#### [SUPPLIED RECORDS]
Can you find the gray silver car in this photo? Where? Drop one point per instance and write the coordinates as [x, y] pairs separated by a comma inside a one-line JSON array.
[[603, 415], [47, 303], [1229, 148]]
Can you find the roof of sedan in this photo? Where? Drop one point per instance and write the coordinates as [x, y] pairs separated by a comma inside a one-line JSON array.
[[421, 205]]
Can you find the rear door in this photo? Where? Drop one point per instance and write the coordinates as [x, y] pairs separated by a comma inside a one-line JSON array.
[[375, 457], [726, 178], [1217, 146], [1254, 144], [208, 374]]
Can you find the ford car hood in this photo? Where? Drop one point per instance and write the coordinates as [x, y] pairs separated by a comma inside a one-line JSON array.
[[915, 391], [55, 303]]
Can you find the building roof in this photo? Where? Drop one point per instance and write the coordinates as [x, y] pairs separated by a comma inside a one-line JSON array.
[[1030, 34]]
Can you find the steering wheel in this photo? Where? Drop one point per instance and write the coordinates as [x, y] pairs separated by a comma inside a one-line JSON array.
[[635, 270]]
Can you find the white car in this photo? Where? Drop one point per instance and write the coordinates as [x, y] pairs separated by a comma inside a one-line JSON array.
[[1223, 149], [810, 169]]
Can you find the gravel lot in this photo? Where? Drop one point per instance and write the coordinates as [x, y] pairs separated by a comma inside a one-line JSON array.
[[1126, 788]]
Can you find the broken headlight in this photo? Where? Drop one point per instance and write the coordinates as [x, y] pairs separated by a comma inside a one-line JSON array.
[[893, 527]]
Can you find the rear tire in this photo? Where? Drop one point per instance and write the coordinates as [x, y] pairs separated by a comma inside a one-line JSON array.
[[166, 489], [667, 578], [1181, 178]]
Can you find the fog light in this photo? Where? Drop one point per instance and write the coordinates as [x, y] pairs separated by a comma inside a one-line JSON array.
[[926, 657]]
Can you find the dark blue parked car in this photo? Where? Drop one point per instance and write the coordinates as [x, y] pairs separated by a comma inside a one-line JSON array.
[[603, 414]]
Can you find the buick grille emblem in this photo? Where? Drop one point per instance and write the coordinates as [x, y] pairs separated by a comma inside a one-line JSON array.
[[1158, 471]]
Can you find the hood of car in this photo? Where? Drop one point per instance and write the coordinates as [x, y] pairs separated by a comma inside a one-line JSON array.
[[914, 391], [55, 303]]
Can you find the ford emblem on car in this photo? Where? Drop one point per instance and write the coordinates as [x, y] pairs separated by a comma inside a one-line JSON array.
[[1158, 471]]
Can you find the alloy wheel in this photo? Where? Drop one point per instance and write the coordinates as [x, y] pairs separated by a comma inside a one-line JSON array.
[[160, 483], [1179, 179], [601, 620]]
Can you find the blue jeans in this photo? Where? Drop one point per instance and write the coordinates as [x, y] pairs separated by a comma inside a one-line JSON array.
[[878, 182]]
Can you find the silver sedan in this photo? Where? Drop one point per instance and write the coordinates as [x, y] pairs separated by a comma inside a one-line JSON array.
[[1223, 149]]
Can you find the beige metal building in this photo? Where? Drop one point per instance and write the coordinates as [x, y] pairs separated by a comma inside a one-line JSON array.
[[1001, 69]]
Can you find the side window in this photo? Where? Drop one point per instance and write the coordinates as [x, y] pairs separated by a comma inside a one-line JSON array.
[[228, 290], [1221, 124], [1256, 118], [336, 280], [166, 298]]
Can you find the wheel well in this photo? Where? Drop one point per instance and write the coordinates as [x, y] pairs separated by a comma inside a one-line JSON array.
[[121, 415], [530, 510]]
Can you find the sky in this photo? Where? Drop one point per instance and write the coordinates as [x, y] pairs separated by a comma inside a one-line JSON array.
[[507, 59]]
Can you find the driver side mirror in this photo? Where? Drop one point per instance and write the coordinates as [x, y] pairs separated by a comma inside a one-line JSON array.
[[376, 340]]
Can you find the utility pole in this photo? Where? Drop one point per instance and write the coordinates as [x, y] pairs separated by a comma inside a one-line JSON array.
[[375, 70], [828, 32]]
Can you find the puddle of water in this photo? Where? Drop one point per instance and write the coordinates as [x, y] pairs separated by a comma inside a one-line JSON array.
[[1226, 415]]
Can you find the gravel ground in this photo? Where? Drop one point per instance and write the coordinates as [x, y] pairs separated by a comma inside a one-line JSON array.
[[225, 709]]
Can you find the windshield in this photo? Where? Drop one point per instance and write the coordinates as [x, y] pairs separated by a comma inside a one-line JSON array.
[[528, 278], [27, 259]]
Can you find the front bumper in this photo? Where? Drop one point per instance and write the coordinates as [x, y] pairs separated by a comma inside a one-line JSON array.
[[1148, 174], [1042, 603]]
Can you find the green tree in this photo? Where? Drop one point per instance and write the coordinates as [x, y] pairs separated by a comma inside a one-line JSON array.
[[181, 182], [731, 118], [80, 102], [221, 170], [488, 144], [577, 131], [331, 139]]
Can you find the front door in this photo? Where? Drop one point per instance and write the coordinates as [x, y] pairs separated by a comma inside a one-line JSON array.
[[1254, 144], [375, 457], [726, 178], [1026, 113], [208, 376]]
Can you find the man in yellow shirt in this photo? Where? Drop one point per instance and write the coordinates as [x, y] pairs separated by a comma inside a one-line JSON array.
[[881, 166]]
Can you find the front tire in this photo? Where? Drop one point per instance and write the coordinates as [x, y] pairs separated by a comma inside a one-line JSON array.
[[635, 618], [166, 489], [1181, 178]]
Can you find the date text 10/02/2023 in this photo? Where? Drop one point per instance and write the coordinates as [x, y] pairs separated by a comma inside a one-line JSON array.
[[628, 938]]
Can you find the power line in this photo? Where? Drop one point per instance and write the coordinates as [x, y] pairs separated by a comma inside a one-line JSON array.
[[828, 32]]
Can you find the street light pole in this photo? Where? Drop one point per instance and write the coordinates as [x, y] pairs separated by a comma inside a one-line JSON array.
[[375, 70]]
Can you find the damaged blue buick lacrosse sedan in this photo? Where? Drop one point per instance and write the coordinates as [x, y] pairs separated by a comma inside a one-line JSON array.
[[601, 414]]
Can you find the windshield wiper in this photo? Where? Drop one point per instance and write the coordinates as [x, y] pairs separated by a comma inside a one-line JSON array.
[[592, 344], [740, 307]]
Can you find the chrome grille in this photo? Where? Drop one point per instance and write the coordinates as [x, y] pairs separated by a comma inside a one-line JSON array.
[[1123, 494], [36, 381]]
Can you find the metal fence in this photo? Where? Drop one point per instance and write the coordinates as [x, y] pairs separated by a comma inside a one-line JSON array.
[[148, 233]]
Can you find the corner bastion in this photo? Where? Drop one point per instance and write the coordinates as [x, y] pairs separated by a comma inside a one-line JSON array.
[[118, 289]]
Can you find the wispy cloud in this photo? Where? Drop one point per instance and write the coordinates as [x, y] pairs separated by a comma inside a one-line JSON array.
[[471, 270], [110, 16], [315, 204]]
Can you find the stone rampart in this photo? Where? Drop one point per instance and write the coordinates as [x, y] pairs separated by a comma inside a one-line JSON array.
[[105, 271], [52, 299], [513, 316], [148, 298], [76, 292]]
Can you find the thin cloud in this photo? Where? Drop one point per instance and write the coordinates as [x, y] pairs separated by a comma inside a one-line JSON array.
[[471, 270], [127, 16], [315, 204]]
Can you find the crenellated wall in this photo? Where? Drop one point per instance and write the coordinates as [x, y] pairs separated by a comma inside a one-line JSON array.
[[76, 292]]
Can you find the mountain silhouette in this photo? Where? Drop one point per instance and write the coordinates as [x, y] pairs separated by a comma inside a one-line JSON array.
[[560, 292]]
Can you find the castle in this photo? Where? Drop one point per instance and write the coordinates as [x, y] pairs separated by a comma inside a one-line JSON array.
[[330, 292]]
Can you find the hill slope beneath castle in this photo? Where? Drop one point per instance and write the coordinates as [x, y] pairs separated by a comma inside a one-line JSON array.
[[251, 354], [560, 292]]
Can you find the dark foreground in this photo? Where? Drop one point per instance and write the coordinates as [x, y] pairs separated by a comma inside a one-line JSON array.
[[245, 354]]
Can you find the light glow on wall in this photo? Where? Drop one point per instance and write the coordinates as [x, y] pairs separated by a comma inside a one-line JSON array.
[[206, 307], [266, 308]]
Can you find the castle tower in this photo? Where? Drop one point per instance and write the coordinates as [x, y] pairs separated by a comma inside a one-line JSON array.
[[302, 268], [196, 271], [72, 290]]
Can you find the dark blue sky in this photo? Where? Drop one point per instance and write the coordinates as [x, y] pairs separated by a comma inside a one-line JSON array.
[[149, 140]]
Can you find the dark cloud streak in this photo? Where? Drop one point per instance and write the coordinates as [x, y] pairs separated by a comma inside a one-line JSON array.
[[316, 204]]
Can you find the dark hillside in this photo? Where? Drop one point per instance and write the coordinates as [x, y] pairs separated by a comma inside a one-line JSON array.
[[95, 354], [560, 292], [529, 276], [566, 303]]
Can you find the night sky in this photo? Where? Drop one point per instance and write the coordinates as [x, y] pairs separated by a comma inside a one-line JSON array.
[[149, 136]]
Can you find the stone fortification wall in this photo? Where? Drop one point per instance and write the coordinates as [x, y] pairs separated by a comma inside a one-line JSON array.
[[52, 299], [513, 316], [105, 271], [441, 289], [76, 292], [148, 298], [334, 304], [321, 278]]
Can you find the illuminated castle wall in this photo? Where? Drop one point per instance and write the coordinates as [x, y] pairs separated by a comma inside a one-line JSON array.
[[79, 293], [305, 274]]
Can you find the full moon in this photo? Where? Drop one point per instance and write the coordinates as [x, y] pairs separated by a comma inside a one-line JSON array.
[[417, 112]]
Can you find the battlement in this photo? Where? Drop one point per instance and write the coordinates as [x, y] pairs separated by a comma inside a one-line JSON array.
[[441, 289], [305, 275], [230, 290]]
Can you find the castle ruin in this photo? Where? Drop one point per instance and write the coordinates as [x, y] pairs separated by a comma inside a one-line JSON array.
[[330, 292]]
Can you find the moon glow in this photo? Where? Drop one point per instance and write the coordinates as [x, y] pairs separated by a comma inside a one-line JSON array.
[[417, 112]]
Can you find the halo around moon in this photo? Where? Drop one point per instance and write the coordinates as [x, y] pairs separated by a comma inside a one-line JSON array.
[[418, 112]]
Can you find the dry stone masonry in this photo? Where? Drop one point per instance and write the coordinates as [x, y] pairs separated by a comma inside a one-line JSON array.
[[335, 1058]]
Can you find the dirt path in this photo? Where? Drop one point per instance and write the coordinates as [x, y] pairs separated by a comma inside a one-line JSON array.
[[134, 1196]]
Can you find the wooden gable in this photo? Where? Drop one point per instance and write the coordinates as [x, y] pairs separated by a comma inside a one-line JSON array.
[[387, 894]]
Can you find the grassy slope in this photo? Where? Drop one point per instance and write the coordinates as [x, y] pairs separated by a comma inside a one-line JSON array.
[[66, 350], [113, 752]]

#### [YOUR TASK]
Please write out again everything above from the line containing "Can you find the wispy" down to the line containing "[[471, 270], [127, 16], [315, 204]]", both included, leaving the requests as they are. Scale every coordinate in the answers by 1.75 and round each result to a whole number, rounding halves up.

#### [SOLUTION]
Can you find the wispy cloud in this photo? Where? Drop one point per instance and write the coordinates as [x, y] pairs separated by a comma inside a one-line JSON array.
[[824, 473], [193, 28], [551, 357]]
Can you find the stone rampart in this photo? Where? Drop one point per instance and write the coordinates as [x, y] pairs separated by a comma inside a one-line JSON array.
[[184, 474], [91, 523], [898, 553], [259, 522], [133, 511]]
Can you find the thin cloud in this photo? Where? Drop one point per instance and write the coordinates as [x, y] pairs separated by a comma inside a one-line JSON array.
[[824, 473], [222, 28], [551, 357]]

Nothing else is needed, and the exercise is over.